Ziel: Übertrage die folgenden Daten Zeile für Zeile in eine nummerierte Liste und lass dabei alle Leerzeilen weg.

Einträge aus einer Datenquelle
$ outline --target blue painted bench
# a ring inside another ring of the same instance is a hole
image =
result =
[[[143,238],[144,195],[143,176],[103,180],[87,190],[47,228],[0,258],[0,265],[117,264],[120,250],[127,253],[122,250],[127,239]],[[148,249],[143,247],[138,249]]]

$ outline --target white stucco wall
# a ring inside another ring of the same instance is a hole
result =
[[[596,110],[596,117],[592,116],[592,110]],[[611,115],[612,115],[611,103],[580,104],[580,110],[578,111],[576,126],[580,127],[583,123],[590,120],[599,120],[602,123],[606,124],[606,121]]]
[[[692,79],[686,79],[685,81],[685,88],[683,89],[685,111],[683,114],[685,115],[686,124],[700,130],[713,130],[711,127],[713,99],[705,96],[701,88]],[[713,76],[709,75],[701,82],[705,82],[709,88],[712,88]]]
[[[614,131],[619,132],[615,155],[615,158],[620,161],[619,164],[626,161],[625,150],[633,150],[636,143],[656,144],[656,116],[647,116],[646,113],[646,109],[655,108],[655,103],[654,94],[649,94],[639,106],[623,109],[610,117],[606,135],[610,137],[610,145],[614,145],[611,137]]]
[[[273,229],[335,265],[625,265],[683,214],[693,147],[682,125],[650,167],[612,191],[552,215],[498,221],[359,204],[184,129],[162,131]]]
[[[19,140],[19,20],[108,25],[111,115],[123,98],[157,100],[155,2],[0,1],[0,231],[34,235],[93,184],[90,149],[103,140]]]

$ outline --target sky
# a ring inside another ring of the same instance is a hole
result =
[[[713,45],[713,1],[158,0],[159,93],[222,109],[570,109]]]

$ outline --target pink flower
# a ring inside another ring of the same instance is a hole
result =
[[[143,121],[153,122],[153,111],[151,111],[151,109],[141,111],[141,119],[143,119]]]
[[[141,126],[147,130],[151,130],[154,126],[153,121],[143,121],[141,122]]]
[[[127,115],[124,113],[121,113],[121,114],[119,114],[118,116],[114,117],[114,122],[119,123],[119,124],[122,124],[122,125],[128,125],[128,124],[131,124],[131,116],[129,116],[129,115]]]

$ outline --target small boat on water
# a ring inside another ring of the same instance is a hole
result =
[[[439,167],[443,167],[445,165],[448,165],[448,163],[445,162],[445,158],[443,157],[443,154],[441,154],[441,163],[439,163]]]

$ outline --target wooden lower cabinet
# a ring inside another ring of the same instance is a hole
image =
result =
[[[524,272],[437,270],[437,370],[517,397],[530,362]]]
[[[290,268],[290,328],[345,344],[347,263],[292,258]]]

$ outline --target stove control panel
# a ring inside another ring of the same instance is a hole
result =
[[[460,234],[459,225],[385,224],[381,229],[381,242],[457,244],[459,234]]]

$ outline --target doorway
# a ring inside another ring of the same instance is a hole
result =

Lösung:
1. $ outline --target blue painted bench
2. # a ring inside another ring of the same instance is a hole
3. image =
4. result =
5. [[[143,238],[144,195],[143,176],[103,180],[87,190],[47,228],[0,258],[0,265],[117,264],[120,250],[127,253],[122,250],[127,239]],[[148,249],[143,247],[138,249]]]
6. $ outline --target white stucco wall
7. # a ring inside another ring of the same instance is a hole
8. result =
9. [[[596,110],[596,117],[592,116],[592,110]],[[611,115],[612,115],[611,103],[580,104],[580,110],[578,111],[576,126],[580,127],[583,123],[590,120],[599,120],[602,123],[606,124],[606,121]]]
10. [[[692,79],[686,79],[685,81],[685,88],[683,89],[685,111],[683,114],[685,115],[686,124],[700,130],[713,130],[711,127],[713,99],[705,96],[701,88]],[[713,76],[709,75],[701,82],[705,82],[709,88],[712,88]]]
11. [[[614,131],[619,132],[615,155],[615,158],[620,161],[619,164],[626,161],[625,150],[633,150],[636,143],[656,144],[656,116],[647,116],[646,113],[646,109],[655,108],[655,103],[654,94],[649,94],[639,106],[623,109],[610,117],[606,135],[610,137],[610,145],[614,145],[611,137]]]
12. [[[273,229],[335,265],[625,265],[683,214],[693,147],[682,125],[650,167],[612,191],[552,215],[498,221],[359,204],[184,129],[162,131]]]
13. [[[19,140],[19,20],[108,25],[111,115],[123,98],[157,100],[155,2],[0,1],[0,231],[34,235],[93,184],[90,149],[103,140]]]
14. $ outline --target sky
15. # a ring inside another ring of the same instance is a hole
16. result =
17. [[[713,45],[713,1],[158,0],[159,93],[222,109],[570,109]]]
18. $ outline --target pink flower
19. # a ring inside another ring of the same instance is a hole
20. result =
21. [[[143,121],[153,122],[153,111],[151,111],[151,109],[141,111],[141,119],[143,119]]]
22. [[[141,126],[147,130],[151,130],[154,126],[153,121],[143,121],[141,122]]]
23. [[[127,115],[124,113],[121,113],[121,114],[119,114],[118,116],[114,117],[114,122],[119,123],[119,124],[122,124],[122,125],[128,125],[128,124],[131,124],[131,116],[129,116],[129,115]]]
24. $ outline --target small boat on water
25. # a ring inside another ring of the same instance is a hole
26. result =
27. [[[439,167],[443,167],[445,165],[448,165],[448,163],[445,162],[445,158],[443,157],[443,154],[441,154],[441,163],[439,163]]]
28. $ outline --target wooden lower cabinet
29. # a ring inside another ring of the same instance is a hole
30. image =
31. result =
32. [[[524,272],[437,270],[437,370],[517,397],[530,362]]]
33. [[[290,268],[290,328],[345,344],[347,263],[292,258]]]
34. $ outline --target stove control panel
35. # a ring inside another ring of the same instance is a hole
36. result =
37. [[[460,234],[459,225],[385,224],[381,229],[381,242],[457,244],[459,234]]]
38. $ outline --target doorway
39. # a ring inside another ring of the same instance is a hole
40. result =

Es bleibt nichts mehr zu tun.